• [Page text]
Re: [Rdkit-discuss] changes in chirality in rdkit?

2020-07-15 Thread Bennion, Brian via Rdkit-discuss
Ok Greg.  thank you for the sneak preview.

brian


From: Greg Landrum 
Sent: Tuesday, July 14, 2020 11:36 PM
To: Bennion, Brian 
Cc: Rafal Roszak ; RDKit Discuss 

Subject: Re: [Rdkit-discuss] changes in chirality in rdkit?

Hi Brian,

I think you're misinterpreting the drawings. Those two images look like they 
correspond to the same molecule.

The easiest way to check things like this without having to interpret drawings 
is to use Chem.FindMolChiralCenters, which will show you absolute stereo labels 
for all stereoatoms:
In [2]: m1 = 
Chem.MolFromSmiles('OC[C@@H]1O[C@H](Cn2c(N33)nnc2[C@@H]2OCCC2)CC1')
In [3]: m2 = 
Chem.MolFromSmiles('OC[C@H]1CC[C@@H](Cn2c([C@H]3CCCO3)nnc2N22)O1')
In [4]: Chem.FindMolChiralCenters(m1)
Out[4]: [(2, 'R'), (4, 'S'), (16, 'R')]
In [5]: Chem.FindMolChiralCenters(m2)
Out[5]: [(2, 'R'), (5, 'S'), (9, 'R')]
Here's the substructure mapping between those molecules:
In [16]: match = m1.GetSubstructMatch(m2)
In [17]: match[2]
Out[17]: 2
In [18]: match[5]
Out[18]: 4
In [19]: match[9]
Out[19]: 16

The "R" and "S" labels that function produces are not necessarily correct 
according to IUPAC rules (though in this case they are), but they are 
consistently calculated.

• [Material shown]
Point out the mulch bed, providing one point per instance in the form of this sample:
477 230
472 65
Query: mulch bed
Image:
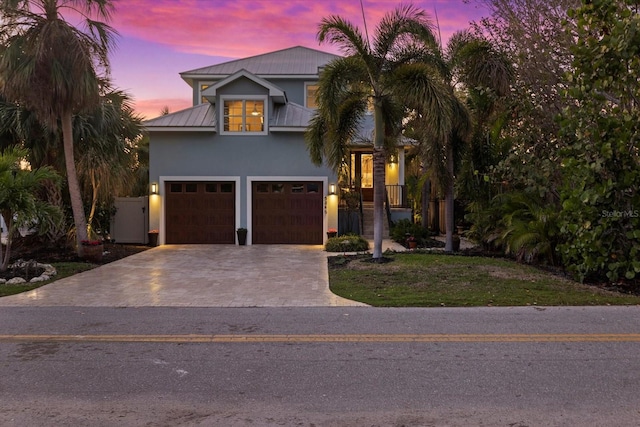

• [Tasks to complete]
A - In the RDKit chirality thread, which function does Greg recommend for checking stereo without interpreting drawings?
B - Carry on writing the RDKit chirality thread from the point where it ends.
The listing has no role in this exercise.

• [Results of the exercise]
A - Chem.FindMolChiralCenters

B -
As a preview: the 2020.09 RDKit release will include a new CIP calculator using 
the algorithm described in this paper 
https://pubs.acs.org/doi/10.1021/acs.jcim.8b00324. The new code, which I think 
will be quite helpful for people who need CIP labels, was implemented by 
Ricardo Rodriguez Schmidt at Schrodinger and derived from John Mayfield's java 
implementation (https://github.com/SiMolecule/centres). Here's what it says 
about your molecules:
In [6]: from rdkit.Chem import rdCIPLabeler
In [7]: rdCIPLabeler.AssignCIPLabels(m1)
In [8]: rdCIPLabeler.AssignCIPLabels(m2)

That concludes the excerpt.